### ABOUT THIS TASK
Only the lines from the one containing "Return one point per instance of the light" to the end of the listing below are wanted, repeated exactly.
[[ GIVEN DATA open ]]
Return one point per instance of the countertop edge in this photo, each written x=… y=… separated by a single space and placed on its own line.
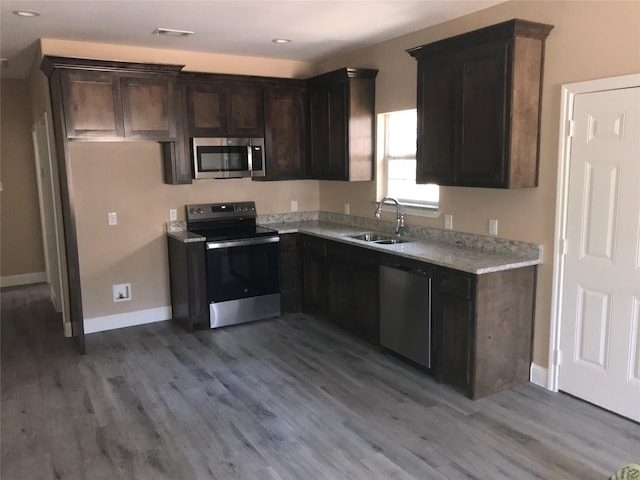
x=503 y=261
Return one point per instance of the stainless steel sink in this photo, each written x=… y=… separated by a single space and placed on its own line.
x=377 y=238
x=369 y=237
x=391 y=241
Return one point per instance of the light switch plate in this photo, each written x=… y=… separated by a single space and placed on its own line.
x=493 y=227
x=448 y=222
x=122 y=292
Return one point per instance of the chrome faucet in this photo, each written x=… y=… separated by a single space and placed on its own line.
x=399 y=214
[[ GIVEN DATA closed ]]
### SOLUTION BELOW
Return one point per instance of the light switch plate in this photo, each written x=… y=… separated by a single space and placed on its own line.
x=493 y=227
x=448 y=222
x=122 y=292
Return one point per instance of the chrome faucet in this photo, each written x=… y=… separated by a single space and placed on its own line.
x=399 y=214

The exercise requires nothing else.